CONSIGNES DE TRAVAIL: Reproduisez à l’identique le passage de l’article sur le biais d’égalité qui va de « Dans une expérience » jusqu’à « ont choisi 2/2). ».

ARTICLE:
------------------------------
« Just Babies: The Origins of Good and Evil », par Paul Bloom.
Je n’ai pas beaucoup apprécié ce livre de Paul Bloom en général, mais la section traitant du « biais d’égalité » m’a particulièrement intrigué.
Une série d’études montre que les enfants et les bébés démontrent un biais égalitaire, c’est-à-dire une pulsion irrationnelle qui les amène à préférer une allocation égale des ressources. Serions-nous des « égalitaires naturels »?
Dans une expérience menée par l’auteur, Karen Wynn et Mark Sheskin, des enfants âgés de 5 à 10 ans se sont fait offrir une série de choix visant à répartir des jetons entre eux et un autre enfant, pouvant ensuite être échangés pour des jouets. Entre avoir un jeton chacun (1/1) et deux jetons chacun (2/2), les enfants ont choisi rationnellement d’avoir deux jetons chacun. Cependant, quand on présente à l’enfant un choix en vertu duquel il peut obtenir 2 jetons et l’autre enfant 3 (2/3), l’enfant préfère que chaque enfant en obtienne un seul (1/1), même s’il se retrouve lui-même avec un jeton de moins. Autrement dit, les enfants sont prêts à sacrifier un jeton pour ne pas se retrouver en situation de désavantage relatif. De plus, les enfants de 5 et 6 ans préfèrent une répartition 1/0 à une répartition 2/2, ce qui est tout aussi irrationnel (les enfants de 7 à 10 ans ont choisi 2/2).
------------------------------
LISTE DES LIGNES:
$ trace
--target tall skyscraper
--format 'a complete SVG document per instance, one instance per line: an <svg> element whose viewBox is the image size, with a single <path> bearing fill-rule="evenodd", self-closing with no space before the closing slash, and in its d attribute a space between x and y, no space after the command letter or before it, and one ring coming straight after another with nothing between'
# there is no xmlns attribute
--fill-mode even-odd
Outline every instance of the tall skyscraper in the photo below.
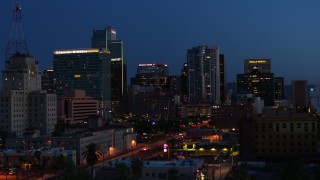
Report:
<svg viewBox="0 0 320 180"><path fill-rule="evenodd" d="M244 74L237 74L237 92L255 94L266 106L274 105L274 75L270 59L245 60Z"/></svg>
<svg viewBox="0 0 320 180"><path fill-rule="evenodd" d="M292 81L292 100L293 107L298 109L304 109L308 107L308 81L296 80Z"/></svg>
<svg viewBox="0 0 320 180"><path fill-rule="evenodd" d="M57 122L56 95L41 90L38 61L29 55L21 29L21 6L15 4L10 40L2 71L0 128L9 136L23 136L27 129L51 134Z"/></svg>
<svg viewBox="0 0 320 180"><path fill-rule="evenodd" d="M180 76L180 91L182 102L188 101L188 64L183 63Z"/></svg>
<svg viewBox="0 0 320 180"><path fill-rule="evenodd" d="M38 61L15 54L6 61L0 92L1 128L22 136L29 127L50 134L56 124L56 95L41 91Z"/></svg>
<svg viewBox="0 0 320 180"><path fill-rule="evenodd" d="M91 38L91 47L109 49L109 42L117 40L117 31L112 27L102 30L94 30Z"/></svg>
<svg viewBox="0 0 320 180"><path fill-rule="evenodd" d="M42 90L46 90L48 93L53 93L54 89L53 67L49 67L44 70L41 75L41 87Z"/></svg>
<svg viewBox="0 0 320 180"><path fill-rule="evenodd" d="M275 77L274 78L274 98L275 99L285 99L284 78L283 77Z"/></svg>
<svg viewBox="0 0 320 180"><path fill-rule="evenodd" d="M168 87L169 68L166 64L147 63L139 64L137 74L131 78L131 85L142 87Z"/></svg>
<svg viewBox="0 0 320 180"><path fill-rule="evenodd" d="M220 104L219 48L197 46L187 51L190 103Z"/></svg>
<svg viewBox="0 0 320 180"><path fill-rule="evenodd" d="M127 64L124 43L117 40L117 31L112 27L94 30L92 48L108 49L111 61L111 101L112 114L117 116L126 112Z"/></svg>
<svg viewBox="0 0 320 180"><path fill-rule="evenodd" d="M220 59L220 101L225 102L226 93L226 64L224 62L224 54L219 55Z"/></svg>
<svg viewBox="0 0 320 180"><path fill-rule="evenodd" d="M110 52L99 49L56 50L53 53L55 92L63 97L64 90L85 90L102 101L102 116L110 118Z"/></svg>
------------------------------
RÉPONSE À LA CONSIGNE:
Dans une expérience menée par l’auteur, Karen Wynn et Mark Sheskin, des enfants âgés de 5 à 10 ans se sont fait offrir une série de choix visant à répartir des jetons entre eux et un autre enfant, pouvant ensuite être échangés pour des jouets. Entre avoir un jeton chacun (1/1) et deux jetons chacun (2/2), les enfants ont choisi rationnellement d’avoir deux jetons chacun. Cependant, quand on présente à l’enfant un choix en vertu duquel il peut obtenir 2 jetons et l’autre enfant 3 (2/3), l’enfant préfère que chaque enfant en obtienne un seul (1/1), même s’il se retrouve lui-même avec un jeton de moins. Autrement dit, les enfants sont prêts à sacrifier un jeton pour ne pas se retrouver en situation de désavantage relatif. De plus, les enfants de 5 et 6 ans préfèrent une répartition 1/0 à une répartition 2/2, ce qui est tout aussi irrationnel (les enfants de 7 à 10 ans ont choisi 2/2).